WORK INSTRUCTION: Could you write out the line containing "Target: wooden pillar" and all the lines below it in the data, exactly, through the final one and nothing else?

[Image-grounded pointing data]
....
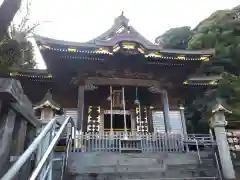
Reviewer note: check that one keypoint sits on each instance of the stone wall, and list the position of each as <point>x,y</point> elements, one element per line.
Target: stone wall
<point>104,166</point>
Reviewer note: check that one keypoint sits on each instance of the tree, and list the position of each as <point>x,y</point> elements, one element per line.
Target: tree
<point>220,31</point>
<point>15,48</point>
<point>8,9</point>
<point>175,38</point>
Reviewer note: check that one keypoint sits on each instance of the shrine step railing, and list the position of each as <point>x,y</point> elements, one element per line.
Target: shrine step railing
<point>119,142</point>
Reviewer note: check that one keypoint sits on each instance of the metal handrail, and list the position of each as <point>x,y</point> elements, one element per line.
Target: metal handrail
<point>218,166</point>
<point>33,147</point>
<point>65,158</point>
<point>198,153</point>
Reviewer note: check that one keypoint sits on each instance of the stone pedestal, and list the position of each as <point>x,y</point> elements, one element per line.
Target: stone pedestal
<point>218,123</point>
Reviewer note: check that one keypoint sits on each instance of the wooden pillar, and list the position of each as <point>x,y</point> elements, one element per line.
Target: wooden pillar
<point>80,106</point>
<point>166,111</point>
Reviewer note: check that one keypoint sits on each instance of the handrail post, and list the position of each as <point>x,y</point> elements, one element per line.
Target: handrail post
<point>199,158</point>
<point>52,134</point>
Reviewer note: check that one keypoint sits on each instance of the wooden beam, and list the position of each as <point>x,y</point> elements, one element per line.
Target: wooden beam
<point>123,82</point>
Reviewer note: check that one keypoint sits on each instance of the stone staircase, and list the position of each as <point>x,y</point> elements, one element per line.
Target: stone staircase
<point>135,166</point>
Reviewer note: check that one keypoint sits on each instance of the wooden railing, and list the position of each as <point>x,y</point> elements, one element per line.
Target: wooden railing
<point>120,141</point>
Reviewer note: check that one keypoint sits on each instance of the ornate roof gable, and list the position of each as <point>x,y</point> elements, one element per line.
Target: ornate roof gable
<point>121,31</point>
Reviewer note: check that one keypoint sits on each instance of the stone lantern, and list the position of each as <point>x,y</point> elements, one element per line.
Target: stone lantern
....
OUTPUT FOR THIS TASK:
Target: wooden pillar
<point>80,106</point>
<point>166,111</point>
Reviewer note: check that one keypoint sits on each instance of the handrail post, and list the position of each as <point>x,y</point> elements, one element per line.
Target: handrail post
<point>199,158</point>
<point>52,134</point>
Reviewer note: check that one keypoint sits on each instance of the wooden beam, and list the position of each as <point>x,y</point> elements, one element per line.
Target: wooden beam
<point>123,82</point>
Reviewer note: check that one keypoint sits on each instance of the stone staircase, and list the position of each as <point>x,y</point> elements, one element per line.
Target: stone staircase
<point>135,166</point>
Reviewer note: check that one keypoint sits on each instance of the wooden railing, and list the position of each as <point>x,y</point> elements, one element per line.
Target: wooden railing
<point>120,141</point>
Reviewer note: check that one keypoint sits on each instance of the ornate roof gable, and list the position of each as <point>x,y</point> elements, one element per line.
Target: ornate roof gable
<point>121,31</point>
Reviewer note: check that one keypoint sits on each instance of the stone lantern, and list the position of each as <point>x,y</point> elements, one element per line.
Target: stone lantern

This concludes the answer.